EXERCISE PASSAGE Start Marker

I have noticed lately that many people are complaining that they are very dissatisfied and bored with their lives. They may have a great paying job, live in a nice house, and have a partner who they care about, but they are still not satisfied. Personally I believe we have all been so spoilt with the luxuries that the millennium has to offer, that many people are just plain bored. Although this is not the case for everyone, as many people hate their jobs, where they live, and also their partner, but if this is the case it would pretty much explain everything. But for those who have the necessities in life and are still unhappy, they are not alone.

EXERCISE PASSAGE End Marker
RECORDED DATA Start Marker

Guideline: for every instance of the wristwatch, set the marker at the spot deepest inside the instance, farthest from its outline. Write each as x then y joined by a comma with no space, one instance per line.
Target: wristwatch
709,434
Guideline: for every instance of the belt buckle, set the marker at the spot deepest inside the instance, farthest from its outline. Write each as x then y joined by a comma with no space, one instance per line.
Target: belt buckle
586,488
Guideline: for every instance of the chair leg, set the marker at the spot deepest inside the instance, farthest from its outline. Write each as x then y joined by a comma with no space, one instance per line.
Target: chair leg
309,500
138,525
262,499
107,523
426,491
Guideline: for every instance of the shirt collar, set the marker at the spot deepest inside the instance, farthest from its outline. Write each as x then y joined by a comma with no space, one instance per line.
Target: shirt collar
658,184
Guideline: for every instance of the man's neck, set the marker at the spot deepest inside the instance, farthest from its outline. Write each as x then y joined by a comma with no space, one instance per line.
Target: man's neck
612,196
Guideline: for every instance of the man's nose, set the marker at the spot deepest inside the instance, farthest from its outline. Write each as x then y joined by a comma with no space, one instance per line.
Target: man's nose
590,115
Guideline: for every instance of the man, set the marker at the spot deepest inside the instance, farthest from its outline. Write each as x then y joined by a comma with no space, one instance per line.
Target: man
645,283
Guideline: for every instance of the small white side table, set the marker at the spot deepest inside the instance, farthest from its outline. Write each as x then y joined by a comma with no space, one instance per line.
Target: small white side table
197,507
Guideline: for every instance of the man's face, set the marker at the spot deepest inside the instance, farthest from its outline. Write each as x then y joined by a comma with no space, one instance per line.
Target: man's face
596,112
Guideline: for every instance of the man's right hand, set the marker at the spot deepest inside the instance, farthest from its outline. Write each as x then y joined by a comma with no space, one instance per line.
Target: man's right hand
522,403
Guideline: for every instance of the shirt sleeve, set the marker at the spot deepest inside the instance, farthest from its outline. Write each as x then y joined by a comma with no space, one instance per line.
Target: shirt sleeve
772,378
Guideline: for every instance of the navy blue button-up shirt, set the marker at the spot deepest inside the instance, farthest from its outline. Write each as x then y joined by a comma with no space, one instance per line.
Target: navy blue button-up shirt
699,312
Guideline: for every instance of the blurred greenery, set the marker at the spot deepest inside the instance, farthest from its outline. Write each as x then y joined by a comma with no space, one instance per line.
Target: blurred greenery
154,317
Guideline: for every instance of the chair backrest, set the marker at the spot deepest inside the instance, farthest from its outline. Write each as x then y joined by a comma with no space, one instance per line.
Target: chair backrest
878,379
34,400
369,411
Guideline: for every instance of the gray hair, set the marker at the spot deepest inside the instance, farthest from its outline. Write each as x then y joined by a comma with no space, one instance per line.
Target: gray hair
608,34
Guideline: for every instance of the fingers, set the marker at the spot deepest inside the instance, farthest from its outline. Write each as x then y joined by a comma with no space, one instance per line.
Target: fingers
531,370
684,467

RECORDED DATA End Marker

→ ASSIGNMENT 1: In the passage on dissatisfaction with life, what does the writer believe has made many people plain bored?
→ ASSIGNMENT 2: Resume the passage on dissatisfaction with life after its final sentence, keeping the writer's voice.
The records come from a source separate from the passage on dissatisfaction with life.

→ RESPONSE 1: Being so spoilt with the luxuries that the millennium has to offer.

→ RESPONSE 2:
I was visiting one of my friends today, who lives in a house by the beach, just as I do. It had been the most gorgeous day and we were both sitting there saying, "Well I guess this is it then, isn't it? People would kill to have lives like us, and we're sitting here complaining". Now I'm not saying either of us don't have our fair share of debts. Where I am living now is a far cry to where I was 2 years ago, and in regards to the type of job I was doing, this one is almost the opposite. I wanted to get out of the city so badly, and now I had I thought everything would be perfect. I sat there with my friend whist trying to work out why it wasn't. We decided it was partly to do with the continual pressure and worry about financially maintaining this kind of lifestyle (not that it's that lavish). But because of this, we didn't really get the space to enjoy what was around us. Well that was one theory anyway.
It seems it doesn't matter where you live, if you haven't found some kind of quiet contentment within yourself, you're not going to be that happy. People fill their lives up with socializing, work, and family, but rarely find something that they solely enjoy doing; that brings about a purpose. Some people try and fill this hole with religion, partners, addictions, you name it. But it's never long before we end up where we started. I'm currently blaming my emptiness over the fact that I have no boyfriend. But I know I'm kidding myself.
I have to admit, what comes to mind is one word - spirituality. This is a topic that is arising in my circle of friends more commonly. I hated the word five years ago, now I'm developing an understanding for it, and it kind of makes sense.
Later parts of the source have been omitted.